>> begin
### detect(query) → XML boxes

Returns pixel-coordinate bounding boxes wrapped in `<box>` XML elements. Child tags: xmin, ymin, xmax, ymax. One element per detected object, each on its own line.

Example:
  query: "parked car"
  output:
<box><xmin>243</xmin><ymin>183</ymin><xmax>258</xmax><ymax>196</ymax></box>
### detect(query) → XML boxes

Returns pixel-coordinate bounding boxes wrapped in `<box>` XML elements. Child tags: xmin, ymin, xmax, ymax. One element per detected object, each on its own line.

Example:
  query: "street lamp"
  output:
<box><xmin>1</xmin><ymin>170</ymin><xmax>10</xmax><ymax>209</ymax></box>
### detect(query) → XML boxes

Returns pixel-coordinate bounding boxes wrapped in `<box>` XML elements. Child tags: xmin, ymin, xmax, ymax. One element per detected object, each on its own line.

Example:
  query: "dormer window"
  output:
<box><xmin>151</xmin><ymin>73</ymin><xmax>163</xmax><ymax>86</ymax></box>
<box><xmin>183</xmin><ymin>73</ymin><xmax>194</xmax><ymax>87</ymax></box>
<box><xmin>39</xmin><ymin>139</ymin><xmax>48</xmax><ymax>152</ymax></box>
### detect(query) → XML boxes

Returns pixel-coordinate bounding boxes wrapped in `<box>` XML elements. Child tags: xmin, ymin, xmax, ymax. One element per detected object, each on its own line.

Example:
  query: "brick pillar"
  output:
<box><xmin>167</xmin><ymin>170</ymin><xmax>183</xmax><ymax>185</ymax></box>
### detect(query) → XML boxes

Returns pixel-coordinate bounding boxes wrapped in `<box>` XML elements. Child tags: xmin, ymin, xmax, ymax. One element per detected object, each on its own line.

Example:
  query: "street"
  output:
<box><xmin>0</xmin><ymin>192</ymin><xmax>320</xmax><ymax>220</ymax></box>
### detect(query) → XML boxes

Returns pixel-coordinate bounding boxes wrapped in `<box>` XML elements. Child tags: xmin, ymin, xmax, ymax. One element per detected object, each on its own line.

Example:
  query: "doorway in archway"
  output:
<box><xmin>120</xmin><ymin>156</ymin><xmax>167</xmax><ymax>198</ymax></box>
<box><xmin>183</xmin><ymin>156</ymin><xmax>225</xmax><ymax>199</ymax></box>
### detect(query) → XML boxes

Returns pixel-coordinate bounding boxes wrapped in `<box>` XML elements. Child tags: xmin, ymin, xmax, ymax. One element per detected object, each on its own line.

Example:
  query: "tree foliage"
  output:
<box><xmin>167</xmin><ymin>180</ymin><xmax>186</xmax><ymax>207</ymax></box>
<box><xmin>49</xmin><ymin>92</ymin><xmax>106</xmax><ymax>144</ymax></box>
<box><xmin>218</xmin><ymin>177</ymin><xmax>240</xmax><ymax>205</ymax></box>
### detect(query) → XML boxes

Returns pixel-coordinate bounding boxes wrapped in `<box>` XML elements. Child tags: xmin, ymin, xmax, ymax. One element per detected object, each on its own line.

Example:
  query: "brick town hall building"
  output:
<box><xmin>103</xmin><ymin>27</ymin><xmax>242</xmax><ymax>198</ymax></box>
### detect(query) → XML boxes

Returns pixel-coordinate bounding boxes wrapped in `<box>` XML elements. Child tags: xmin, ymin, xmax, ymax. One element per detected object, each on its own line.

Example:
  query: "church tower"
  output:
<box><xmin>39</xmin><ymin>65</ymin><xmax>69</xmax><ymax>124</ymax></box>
>> end
### Short task:
Would you reproduce all the entries exactly?

### Answer to this exercise:
### detect(query) → XML boxes

Returns pixel-coordinate bounding boxes wrapped in `<box>` XML elements. Child tags: xmin, ymin, xmax, ymax. One element per detected object, each on its own line.

Example:
  query: "parked car"
  output:
<box><xmin>243</xmin><ymin>183</ymin><xmax>258</xmax><ymax>196</ymax></box>
### detect(query) → XML boxes

Returns pixel-coordinate bounding boxes wrapped in `<box>` XML elements. Child tags: xmin, ymin, xmax, ymax. One element per detected object, each on its own line.

Example:
  query: "street lamp"
  output:
<box><xmin>1</xmin><ymin>170</ymin><xmax>10</xmax><ymax>209</ymax></box>
### detect(query) → XML boxes

Returns pixel-coordinate bounding boxes wrapped in `<box>` XML elements. Child tags: xmin, ymin, xmax, ymax. One element per detected object, each on its own line.

Example:
  query: "dormer window"
  output:
<box><xmin>151</xmin><ymin>73</ymin><xmax>163</xmax><ymax>86</ymax></box>
<box><xmin>183</xmin><ymin>73</ymin><xmax>194</xmax><ymax>87</ymax></box>
<box><xmin>39</xmin><ymin>139</ymin><xmax>48</xmax><ymax>152</ymax></box>
### detect(query) → XML boxes

Returns pixel-coordinate bounding boxes wrapped in `<box>` XML elements. Child tags: xmin, ymin, xmax, ymax. One element per detected object, each on its own line.

Example:
  query: "brick pillar"
  output:
<box><xmin>167</xmin><ymin>170</ymin><xmax>183</xmax><ymax>185</ymax></box>
### detect(query) → XML boxes

Returns pixel-coordinate bounding boxes wrapped in `<box>` XML elements. Child tags: xmin, ymin, xmax, ymax. One element per detected object, each on its own line.

Example:
  query: "street"
  output:
<box><xmin>0</xmin><ymin>192</ymin><xmax>320</xmax><ymax>220</ymax></box>
### detect(query) → XML boxes

Returns pixel-coordinate bounding boxes wrapped in `<box>` XML elements. Child tags: xmin, ymin, xmax, ymax. One element per detected object, each on its own line.

Example:
  query: "doorway in archway"
  output:
<box><xmin>120</xmin><ymin>156</ymin><xmax>167</xmax><ymax>198</ymax></box>
<box><xmin>183</xmin><ymin>156</ymin><xmax>225</xmax><ymax>199</ymax></box>
### detect(query) → XML boxes

Returns pixel-coordinate bounding boxes wrapped in `<box>` XML elements. Child tags: xmin, ymin, xmax, ymax. One element per detected object, each on its own line.

Example:
  query: "tree foliage"
  output:
<box><xmin>167</xmin><ymin>180</ymin><xmax>186</xmax><ymax>207</ymax></box>
<box><xmin>49</xmin><ymin>92</ymin><xmax>106</xmax><ymax>144</ymax></box>
<box><xmin>218</xmin><ymin>177</ymin><xmax>240</xmax><ymax>205</ymax></box>
### detect(query) → XML boxes

Returns pixel-coordinate bounding boxes wrapped in `<box>` XML elements. Child tags: xmin, ymin, xmax, ymax. One element per detected object, each on its own line.

Example:
  query: "brick town hall building"
  output:
<box><xmin>103</xmin><ymin>27</ymin><xmax>242</xmax><ymax>198</ymax></box>
### detect(query) → XML boxes

Returns pixel-coordinate bounding boxes wrapped in `<box>` XML elements. Child tags: xmin, ymin, xmax, ymax. One element per detected object, each on its own line.

Example:
  query: "church tower"
  output:
<box><xmin>39</xmin><ymin>65</ymin><xmax>69</xmax><ymax>124</ymax></box>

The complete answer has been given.